Try it: With no images included, output each entry below exactly as it appears.

Input data:
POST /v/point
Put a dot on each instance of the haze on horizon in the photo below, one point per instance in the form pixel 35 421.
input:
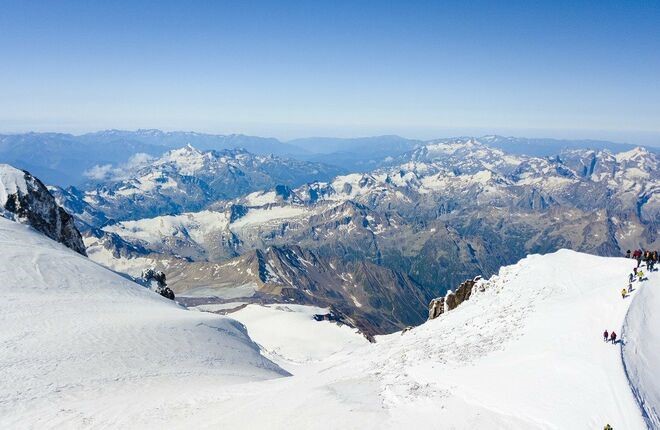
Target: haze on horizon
pixel 419 69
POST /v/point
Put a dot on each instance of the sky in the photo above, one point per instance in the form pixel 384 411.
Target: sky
pixel 421 69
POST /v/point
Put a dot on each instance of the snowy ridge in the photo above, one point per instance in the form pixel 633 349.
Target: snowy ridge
pixel 76 333
pixel 641 350
pixel 525 352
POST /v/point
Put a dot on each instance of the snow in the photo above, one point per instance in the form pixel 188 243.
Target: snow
pixel 84 347
pixel 261 198
pixel 260 216
pixel 12 181
pixel 290 335
pixel 198 225
pixel 641 351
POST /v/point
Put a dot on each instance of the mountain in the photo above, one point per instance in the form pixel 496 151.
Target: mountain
pixel 23 198
pixel 62 159
pixel 70 160
pixel 203 141
pixel 544 147
pixel 372 298
pixel 76 332
pixel 443 213
pixel 89 348
pixel 65 159
pixel 354 154
pixel 185 179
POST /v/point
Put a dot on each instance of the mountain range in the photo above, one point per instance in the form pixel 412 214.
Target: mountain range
pixel 435 216
pixel 65 159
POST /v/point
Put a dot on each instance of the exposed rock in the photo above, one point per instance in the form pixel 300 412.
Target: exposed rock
pixel 25 199
pixel 155 280
pixel 452 299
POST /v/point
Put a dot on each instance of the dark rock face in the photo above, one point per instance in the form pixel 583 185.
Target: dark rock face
pixel 29 202
pixel 372 298
pixel 441 305
pixel 156 280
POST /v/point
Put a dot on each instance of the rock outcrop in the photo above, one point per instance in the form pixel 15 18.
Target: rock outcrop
pixel 23 198
pixel 452 299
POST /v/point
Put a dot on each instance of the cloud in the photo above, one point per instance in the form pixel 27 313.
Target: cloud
pixel 108 172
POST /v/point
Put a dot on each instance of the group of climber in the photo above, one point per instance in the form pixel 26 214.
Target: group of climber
pixel 649 257
pixel 609 337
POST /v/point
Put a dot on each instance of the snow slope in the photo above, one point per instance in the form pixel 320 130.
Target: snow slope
pixel 525 353
pixel 291 336
pixel 85 348
pixel 641 351
pixel 74 333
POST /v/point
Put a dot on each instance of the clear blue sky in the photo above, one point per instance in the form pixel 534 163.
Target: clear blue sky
pixel 339 68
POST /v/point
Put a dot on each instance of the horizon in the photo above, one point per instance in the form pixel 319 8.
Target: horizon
pixel 652 141
pixel 421 69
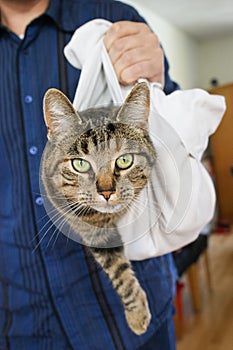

Finished exercise:
POST /v/point
Put a dot on each instance of the haze on horizon in the photo below, one point per instance in the form pixel 35 421.
input:
Target: haze on horizon
pixel 419 69
POST /v/point
Put a dot on each instance of the sky in the photo above, one point per instance in the form pixel 384 411.
Target: sky
pixel 421 69
POST /v/point
Put a dot on each instance of the snowy ridge in the photo above, one point per instance in the form pixel 633 349.
Target: snowy ridge
pixel 76 333
pixel 641 350
pixel 525 352
POST /v/point
Put a dot on each instance of the snow in the photo above, one point per instance in the form pixel 188 243.
Target: snow
pixel 84 347
pixel 261 198
pixel 260 216
pixel 12 181
pixel 290 335
pixel 198 225
pixel 641 351
POST /v/point
Put a dot on each instance of the mountain in the photo above, one point per instance in the form pixel 496 151.
Target: mountain
pixel 23 198
pixel 62 159
pixel 70 160
pixel 203 141
pixel 544 147
pixel 372 298
pixel 76 332
pixel 443 213
pixel 89 348
pixel 65 159
pixel 354 154
pixel 185 179
POST /v/point
Put a dot on each instance of the mountain range in the photo above, one point per instance in the form pixel 412 214.
Target: mountain range
pixel 435 216
pixel 65 159
POST /v/point
Put a dot on each instance of the exposed rock in the photo above, one point per instance in the form pixel 300 412.
Target: exposed rock
pixel 25 199
pixel 155 280
pixel 452 299
POST /v/point
Put a dot on each instance of the dark rock face in the photo above, one point per instance in the form pixel 583 185.
Target: dark rock face
pixel 29 202
pixel 372 298
pixel 441 305
pixel 156 280
POST /v/point
Put a dot on each instance of the rock outcrop in the photo above, one point per instance in the form pixel 15 18.
Target: rock outcrop
pixel 23 198
pixel 452 299
POST /v/point
Put a dot on each instance of the cloud in the photo above, one point per instance in the form pixel 27 313.
Target: cloud
pixel 108 172
POST /v/point
Put a dot on each instance of the group of climber in the photo above, one point per instance in the form pixel 26 214.
Target: group of climber
pixel 649 257
pixel 609 337
POST /v/point
Put a dot on each instance of the snow slope in the photo above, one point per instance in the form pixel 320 130.
Target: snow slope
pixel 525 353
pixel 291 336
pixel 85 348
pixel 641 351
pixel 74 333
POST /v/point
Put a dot on each instance of the clear blue sky in the photo above, one point per instance in the form pixel 534 163.
Target: clear blue sky
pixel 339 68
POST /v/point
Put a dot on each instance of the horizon in the photo above, one point per instance in the form pixel 319 8.
Target: horizon
pixel 652 141
pixel 421 69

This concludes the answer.